— Begin —

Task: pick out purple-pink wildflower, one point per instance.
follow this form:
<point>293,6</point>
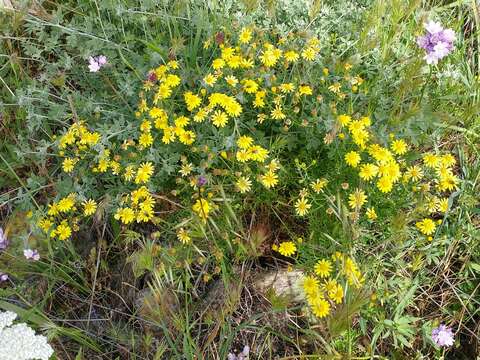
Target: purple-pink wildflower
<point>31,254</point>
<point>442,336</point>
<point>241,356</point>
<point>3,240</point>
<point>95,63</point>
<point>437,42</point>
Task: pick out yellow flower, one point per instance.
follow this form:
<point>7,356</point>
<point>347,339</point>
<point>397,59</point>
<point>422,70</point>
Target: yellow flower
<point>323,268</point>
<point>399,147</point>
<point>219,118</point>
<point>384,184</point>
<point>368,171</point>
<point>187,137</point>
<point>287,248</point>
<point>68,164</point>
<point>371,214</point>
<point>245,36</point>
<point>125,215</point>
<point>414,173</point>
<point>66,204</point>
<point>268,58</point>
<point>443,205</point>
<point>227,53</point>
<point>259,101</point>
<point>193,101</point>
<point>144,172</point>
<point>344,119</point>
<point>309,54</point>
<point>250,86</point>
<point>357,199</point>
<point>448,160</point>
<point>426,226</point>
<point>201,208</point>
<point>210,79</point>
<point>448,182</point>
<point>319,184</point>
<point>243,184</point>
<point>257,153</point>
<point>336,294</point>
<point>302,206</point>
<point>320,307</point>
<point>183,236</point>
<point>352,158</point>
<point>269,180</point>
<point>218,64</point>
<point>89,207</point>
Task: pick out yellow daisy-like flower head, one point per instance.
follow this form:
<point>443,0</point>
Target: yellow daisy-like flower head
<point>399,147</point>
<point>323,268</point>
<point>385,184</point>
<point>357,199</point>
<point>144,172</point>
<point>352,158</point>
<point>244,142</point>
<point>245,36</point>
<point>302,206</point>
<point>368,171</point>
<point>269,180</point>
<point>310,285</point>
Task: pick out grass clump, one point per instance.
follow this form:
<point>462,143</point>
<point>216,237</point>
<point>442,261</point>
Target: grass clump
<point>278,180</point>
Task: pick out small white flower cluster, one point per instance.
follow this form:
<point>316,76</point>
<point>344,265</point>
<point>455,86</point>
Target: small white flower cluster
<point>19,342</point>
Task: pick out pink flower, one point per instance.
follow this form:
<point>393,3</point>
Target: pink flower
<point>442,336</point>
<point>101,60</point>
<point>3,240</point>
<point>31,254</point>
<point>95,63</point>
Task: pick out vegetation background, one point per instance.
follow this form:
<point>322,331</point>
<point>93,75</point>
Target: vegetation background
<point>105,295</point>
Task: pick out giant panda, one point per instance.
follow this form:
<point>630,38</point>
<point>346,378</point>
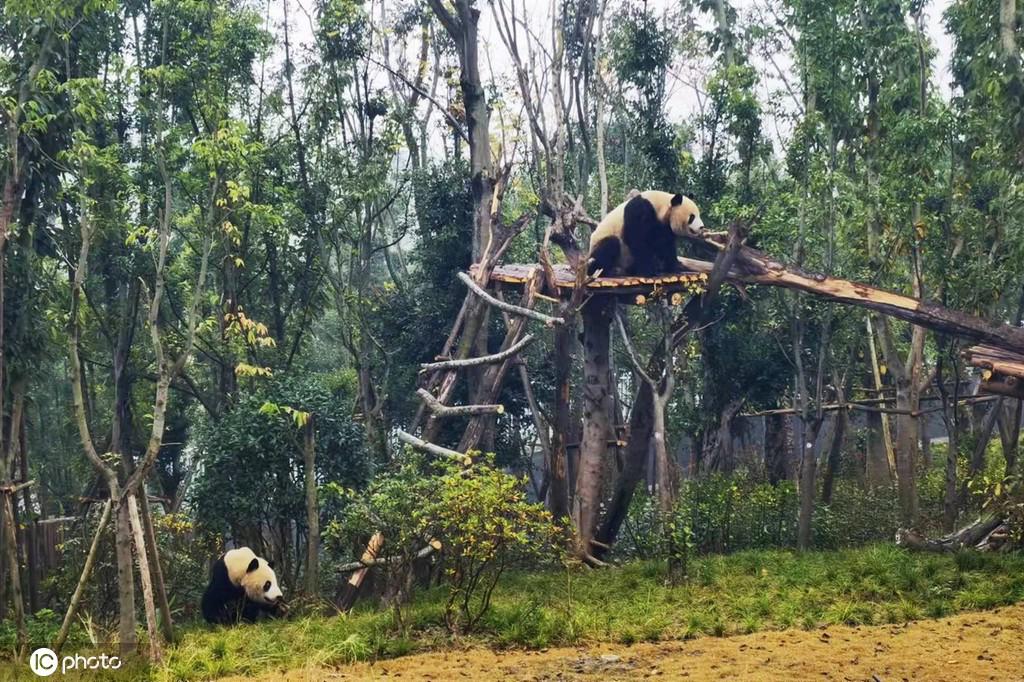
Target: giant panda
<point>638,237</point>
<point>243,586</point>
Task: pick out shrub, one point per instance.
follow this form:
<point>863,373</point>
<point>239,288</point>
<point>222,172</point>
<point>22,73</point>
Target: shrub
<point>479,517</point>
<point>483,519</point>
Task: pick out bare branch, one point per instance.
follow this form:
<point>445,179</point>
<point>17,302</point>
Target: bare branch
<point>441,410</point>
<point>483,359</point>
<point>508,307</point>
<point>430,448</point>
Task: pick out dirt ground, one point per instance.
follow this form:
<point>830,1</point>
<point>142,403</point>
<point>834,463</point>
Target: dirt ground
<point>986,645</point>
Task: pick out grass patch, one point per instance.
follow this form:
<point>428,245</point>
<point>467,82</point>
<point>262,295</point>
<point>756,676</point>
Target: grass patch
<point>739,593</point>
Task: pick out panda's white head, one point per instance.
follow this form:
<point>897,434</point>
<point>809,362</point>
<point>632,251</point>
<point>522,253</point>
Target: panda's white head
<point>684,216</point>
<point>254,574</point>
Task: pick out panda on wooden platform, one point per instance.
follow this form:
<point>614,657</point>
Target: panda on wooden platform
<point>638,237</point>
<point>243,586</point>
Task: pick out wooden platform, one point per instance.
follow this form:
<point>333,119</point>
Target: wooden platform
<point>518,273</point>
<point>1003,371</point>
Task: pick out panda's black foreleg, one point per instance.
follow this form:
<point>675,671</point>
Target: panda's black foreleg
<point>604,256</point>
<point>670,258</point>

— End —

**Brief**
Copy every one of the records above character for character, from the first line through the last, and leave the pictures out.

**Solution below**
Task: pick out purple-pink wildflower, one point per instance.
follow this form:
<point>293,6</point>
Target: purple-pink wildflower
<point>31,254</point>
<point>442,336</point>
<point>241,356</point>
<point>3,240</point>
<point>95,63</point>
<point>437,42</point>
Task: pick out yellow flower, one point per instance.
follow this form:
<point>7,356</point>
<point>347,339</point>
<point>397,59</point>
<point>422,70</point>
Target: yellow flower
<point>323,268</point>
<point>399,147</point>
<point>219,118</point>
<point>384,184</point>
<point>368,171</point>
<point>187,137</point>
<point>287,248</point>
<point>68,164</point>
<point>371,214</point>
<point>245,36</point>
<point>125,215</point>
<point>414,173</point>
<point>66,204</point>
<point>268,58</point>
<point>443,205</point>
<point>227,53</point>
<point>259,101</point>
<point>193,101</point>
<point>144,172</point>
<point>344,119</point>
<point>309,54</point>
<point>250,86</point>
<point>357,199</point>
<point>448,160</point>
<point>426,226</point>
<point>201,208</point>
<point>210,79</point>
<point>448,182</point>
<point>319,184</point>
<point>243,184</point>
<point>257,153</point>
<point>336,294</point>
<point>302,206</point>
<point>320,307</point>
<point>183,236</point>
<point>352,158</point>
<point>269,180</point>
<point>218,64</point>
<point>89,207</point>
Task: pick out yellow daisy-like flower head, one point per instance.
follow this form:
<point>443,0</point>
Target: yellow daisy-like flower head
<point>399,147</point>
<point>323,268</point>
<point>385,184</point>
<point>357,199</point>
<point>144,172</point>
<point>352,158</point>
<point>244,142</point>
<point>245,36</point>
<point>302,206</point>
<point>368,171</point>
<point>269,180</point>
<point>310,285</point>
Task: pick out grass clump, one point per instance.
follow this form:
<point>462,143</point>
<point>216,237</point>
<point>442,261</point>
Target: grass clump
<point>278,180</point>
Task: pick out small white flower cluster, one point per instance.
follow this form:
<point>316,76</point>
<point>344,265</point>
<point>455,86</point>
Target: small white flower cluster
<point>19,342</point>
Task: pick out pink flower, one point per instance.
follow this form:
<point>393,3</point>
Target: pink flower
<point>442,336</point>
<point>101,60</point>
<point>3,240</point>
<point>31,254</point>
<point>95,63</point>
Task: pick out vegetation background, one point per instance.
follow this form:
<point>322,331</point>
<point>93,75</point>
Target: vegetation background
<point>105,295</point>
Task: pick out giant panda, one point per instance.
follow this form:
<point>630,38</point>
<point>346,378</point>
Target: giant panda
<point>638,237</point>
<point>243,586</point>
Task: pick out shrub, one point per instance.
follow this form:
<point>863,373</point>
<point>239,288</point>
<point>222,172</point>
<point>22,73</point>
Target: shrub
<point>479,517</point>
<point>483,519</point>
Task: pick out bare branch, one point per instance.
follow this form:
<point>445,179</point>
<point>17,302</point>
Target: bare branch
<point>441,410</point>
<point>483,359</point>
<point>508,307</point>
<point>430,448</point>
Task: pick out dirt ground, one point per instance.
follow this form:
<point>830,1</point>
<point>142,403</point>
<point>834,463</point>
Target: dirt ground
<point>986,645</point>
Task: pick out grass patch, one point per instance.
follow this form:
<point>428,245</point>
<point>467,82</point>
<point>262,295</point>
<point>756,676</point>
Target: grass patch
<point>739,593</point>
Task: pick out panda's white head, one point per instance.
follow this form:
<point>897,434</point>
<point>809,362</point>
<point>632,251</point>
<point>522,253</point>
Target: panda's white head
<point>684,216</point>
<point>254,574</point>
Task: pick out panda on wooden platform, one point per instance.
follow this form:
<point>614,657</point>
Target: panda on wooden platform
<point>638,237</point>
<point>243,586</point>
Task: pick out wooden platform, one point per instance.
follow this form:
<point>333,119</point>
Target: wooden platform
<point>518,273</point>
<point>1003,371</point>
Task: pick out panda's black foreleg, one point per instance.
follow this form:
<point>675,671</point>
Target: panda's black foreleg
<point>604,256</point>
<point>670,258</point>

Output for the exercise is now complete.